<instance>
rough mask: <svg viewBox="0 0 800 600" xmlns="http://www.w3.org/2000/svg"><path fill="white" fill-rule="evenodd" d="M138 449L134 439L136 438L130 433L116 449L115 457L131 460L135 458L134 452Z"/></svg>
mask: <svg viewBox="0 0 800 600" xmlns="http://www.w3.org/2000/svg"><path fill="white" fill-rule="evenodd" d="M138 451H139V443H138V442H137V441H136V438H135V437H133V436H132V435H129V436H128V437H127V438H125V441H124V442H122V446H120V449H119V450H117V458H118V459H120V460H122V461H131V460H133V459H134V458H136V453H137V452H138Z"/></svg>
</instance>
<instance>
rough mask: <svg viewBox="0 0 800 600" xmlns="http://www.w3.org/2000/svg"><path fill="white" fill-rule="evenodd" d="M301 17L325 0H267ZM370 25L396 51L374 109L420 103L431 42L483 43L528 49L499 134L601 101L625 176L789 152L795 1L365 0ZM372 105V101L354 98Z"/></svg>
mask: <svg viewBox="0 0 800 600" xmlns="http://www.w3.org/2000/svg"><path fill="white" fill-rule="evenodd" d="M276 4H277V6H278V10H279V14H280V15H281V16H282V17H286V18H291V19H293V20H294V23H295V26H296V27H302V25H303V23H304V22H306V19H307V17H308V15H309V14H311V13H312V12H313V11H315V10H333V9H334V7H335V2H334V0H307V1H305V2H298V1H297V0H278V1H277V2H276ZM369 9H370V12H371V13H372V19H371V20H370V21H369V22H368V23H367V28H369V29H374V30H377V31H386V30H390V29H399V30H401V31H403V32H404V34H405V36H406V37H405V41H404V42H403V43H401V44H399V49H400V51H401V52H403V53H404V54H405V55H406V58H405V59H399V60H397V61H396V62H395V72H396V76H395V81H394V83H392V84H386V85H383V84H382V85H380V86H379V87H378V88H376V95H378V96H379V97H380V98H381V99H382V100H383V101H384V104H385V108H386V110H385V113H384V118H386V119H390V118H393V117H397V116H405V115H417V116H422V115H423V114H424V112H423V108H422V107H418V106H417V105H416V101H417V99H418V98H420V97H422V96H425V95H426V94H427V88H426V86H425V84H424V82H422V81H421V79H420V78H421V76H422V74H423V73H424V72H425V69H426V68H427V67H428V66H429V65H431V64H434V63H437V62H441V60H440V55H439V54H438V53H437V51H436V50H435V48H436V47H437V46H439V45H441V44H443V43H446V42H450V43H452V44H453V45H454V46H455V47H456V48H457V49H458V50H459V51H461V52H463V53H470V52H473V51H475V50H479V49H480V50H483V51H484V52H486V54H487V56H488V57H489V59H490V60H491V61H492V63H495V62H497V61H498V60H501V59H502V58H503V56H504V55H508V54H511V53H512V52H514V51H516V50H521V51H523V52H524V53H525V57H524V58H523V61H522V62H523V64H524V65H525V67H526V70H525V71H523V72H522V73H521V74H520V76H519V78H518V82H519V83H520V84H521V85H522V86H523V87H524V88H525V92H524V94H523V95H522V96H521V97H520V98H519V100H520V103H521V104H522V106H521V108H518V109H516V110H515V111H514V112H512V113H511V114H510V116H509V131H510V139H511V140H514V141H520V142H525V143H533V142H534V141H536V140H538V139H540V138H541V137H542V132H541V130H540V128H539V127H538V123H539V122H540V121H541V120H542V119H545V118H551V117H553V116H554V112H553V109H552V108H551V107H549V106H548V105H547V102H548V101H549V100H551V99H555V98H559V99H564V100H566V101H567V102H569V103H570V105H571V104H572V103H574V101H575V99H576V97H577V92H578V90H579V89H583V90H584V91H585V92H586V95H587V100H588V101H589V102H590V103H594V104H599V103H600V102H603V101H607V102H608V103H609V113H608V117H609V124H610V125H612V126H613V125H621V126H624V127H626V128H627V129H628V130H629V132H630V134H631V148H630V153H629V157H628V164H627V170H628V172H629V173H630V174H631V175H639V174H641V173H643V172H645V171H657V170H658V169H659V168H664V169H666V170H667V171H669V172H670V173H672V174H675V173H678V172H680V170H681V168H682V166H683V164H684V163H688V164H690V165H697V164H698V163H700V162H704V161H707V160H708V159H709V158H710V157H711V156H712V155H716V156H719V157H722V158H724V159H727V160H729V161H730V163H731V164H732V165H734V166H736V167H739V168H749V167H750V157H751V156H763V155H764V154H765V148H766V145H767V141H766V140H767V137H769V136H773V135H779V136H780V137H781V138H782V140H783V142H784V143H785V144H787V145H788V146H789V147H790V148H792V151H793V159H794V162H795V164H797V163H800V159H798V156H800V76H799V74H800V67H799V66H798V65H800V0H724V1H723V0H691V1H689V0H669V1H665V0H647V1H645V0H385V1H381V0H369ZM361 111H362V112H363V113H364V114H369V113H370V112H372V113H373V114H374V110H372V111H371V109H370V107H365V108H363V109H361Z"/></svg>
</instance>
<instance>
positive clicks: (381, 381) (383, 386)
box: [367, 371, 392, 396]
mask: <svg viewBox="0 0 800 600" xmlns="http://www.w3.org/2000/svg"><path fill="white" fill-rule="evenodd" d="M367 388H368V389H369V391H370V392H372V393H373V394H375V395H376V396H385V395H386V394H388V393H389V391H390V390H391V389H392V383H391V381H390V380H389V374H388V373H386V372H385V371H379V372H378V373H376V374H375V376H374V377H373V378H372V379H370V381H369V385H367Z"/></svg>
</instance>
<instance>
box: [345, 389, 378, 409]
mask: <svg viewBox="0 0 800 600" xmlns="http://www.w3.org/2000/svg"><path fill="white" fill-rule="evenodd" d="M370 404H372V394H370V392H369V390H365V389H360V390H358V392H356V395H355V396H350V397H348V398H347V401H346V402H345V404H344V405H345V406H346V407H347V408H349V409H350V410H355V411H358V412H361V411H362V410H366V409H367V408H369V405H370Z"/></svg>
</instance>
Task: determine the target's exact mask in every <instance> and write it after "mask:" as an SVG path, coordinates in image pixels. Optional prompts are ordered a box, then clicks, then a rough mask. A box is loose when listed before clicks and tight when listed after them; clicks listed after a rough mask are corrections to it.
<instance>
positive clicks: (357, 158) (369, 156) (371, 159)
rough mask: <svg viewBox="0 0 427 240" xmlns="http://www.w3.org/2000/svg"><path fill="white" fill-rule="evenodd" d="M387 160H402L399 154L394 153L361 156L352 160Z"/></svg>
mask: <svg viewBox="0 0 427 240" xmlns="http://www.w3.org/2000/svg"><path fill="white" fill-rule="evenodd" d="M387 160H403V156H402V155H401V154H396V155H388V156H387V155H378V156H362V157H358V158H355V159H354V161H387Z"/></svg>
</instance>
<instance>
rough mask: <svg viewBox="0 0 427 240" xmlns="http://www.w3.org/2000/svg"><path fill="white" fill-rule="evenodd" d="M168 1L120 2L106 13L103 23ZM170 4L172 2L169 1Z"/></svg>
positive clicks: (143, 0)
...
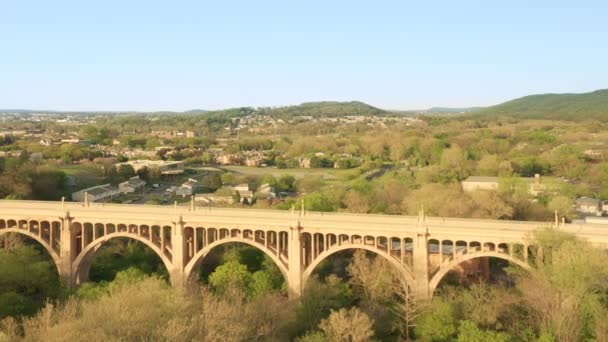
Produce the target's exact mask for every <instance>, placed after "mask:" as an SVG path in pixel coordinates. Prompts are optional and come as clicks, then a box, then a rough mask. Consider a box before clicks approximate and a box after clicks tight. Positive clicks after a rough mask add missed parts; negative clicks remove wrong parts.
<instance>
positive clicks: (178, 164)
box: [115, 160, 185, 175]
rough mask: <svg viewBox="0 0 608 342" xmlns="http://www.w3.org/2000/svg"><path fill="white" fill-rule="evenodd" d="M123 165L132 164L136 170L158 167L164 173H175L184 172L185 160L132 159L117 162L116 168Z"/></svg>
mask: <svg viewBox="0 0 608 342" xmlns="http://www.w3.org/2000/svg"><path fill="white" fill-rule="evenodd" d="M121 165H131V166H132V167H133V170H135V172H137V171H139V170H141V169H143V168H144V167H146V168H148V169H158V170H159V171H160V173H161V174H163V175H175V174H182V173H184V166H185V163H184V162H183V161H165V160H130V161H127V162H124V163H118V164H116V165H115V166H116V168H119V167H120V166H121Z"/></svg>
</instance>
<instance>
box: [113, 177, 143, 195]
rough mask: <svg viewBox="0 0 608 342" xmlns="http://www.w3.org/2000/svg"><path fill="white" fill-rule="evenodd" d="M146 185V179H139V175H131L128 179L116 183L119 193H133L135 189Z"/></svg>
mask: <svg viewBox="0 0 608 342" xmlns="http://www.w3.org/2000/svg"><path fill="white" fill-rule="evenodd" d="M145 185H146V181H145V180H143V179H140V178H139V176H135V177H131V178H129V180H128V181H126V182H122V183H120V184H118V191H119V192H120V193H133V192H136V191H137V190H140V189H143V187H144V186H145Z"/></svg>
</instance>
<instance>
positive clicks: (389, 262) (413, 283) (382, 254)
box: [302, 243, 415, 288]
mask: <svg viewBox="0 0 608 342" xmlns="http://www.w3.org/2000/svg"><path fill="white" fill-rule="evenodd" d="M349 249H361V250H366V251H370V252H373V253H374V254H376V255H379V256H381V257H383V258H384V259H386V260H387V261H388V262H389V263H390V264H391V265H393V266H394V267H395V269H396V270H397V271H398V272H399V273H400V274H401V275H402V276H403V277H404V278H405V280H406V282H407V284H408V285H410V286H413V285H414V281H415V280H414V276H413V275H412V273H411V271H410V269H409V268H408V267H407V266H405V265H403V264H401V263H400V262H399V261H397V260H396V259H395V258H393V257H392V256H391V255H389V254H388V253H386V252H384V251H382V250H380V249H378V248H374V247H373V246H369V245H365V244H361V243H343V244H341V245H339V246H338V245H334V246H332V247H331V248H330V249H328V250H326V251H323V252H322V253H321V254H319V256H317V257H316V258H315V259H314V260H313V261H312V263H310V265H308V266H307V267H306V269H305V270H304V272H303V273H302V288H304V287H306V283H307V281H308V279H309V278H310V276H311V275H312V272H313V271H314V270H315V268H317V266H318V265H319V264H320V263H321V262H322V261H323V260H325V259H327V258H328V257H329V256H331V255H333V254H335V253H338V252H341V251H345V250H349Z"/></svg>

_Work request_.
Turn the stretch of data above, from the line containing "Produce the target's" through the line containing "box: [115, 160, 185, 175]", into a numbered list with one line per item and no blank lines.

_Output_.
1. Produce the target's exact mask for every <instance>, placed after "mask:" as an SVG path in pixel coordinates. Prompts are optional and come as clicks, then a box, then a rough mask. Consider a box before clicks approximate and a box after clicks tight. Positive clicks after a rough mask add missed parts; negative clicks remove wrong parts.
2. <instance>
3. positive clicks: (178, 164)
4. box: [115, 160, 185, 175]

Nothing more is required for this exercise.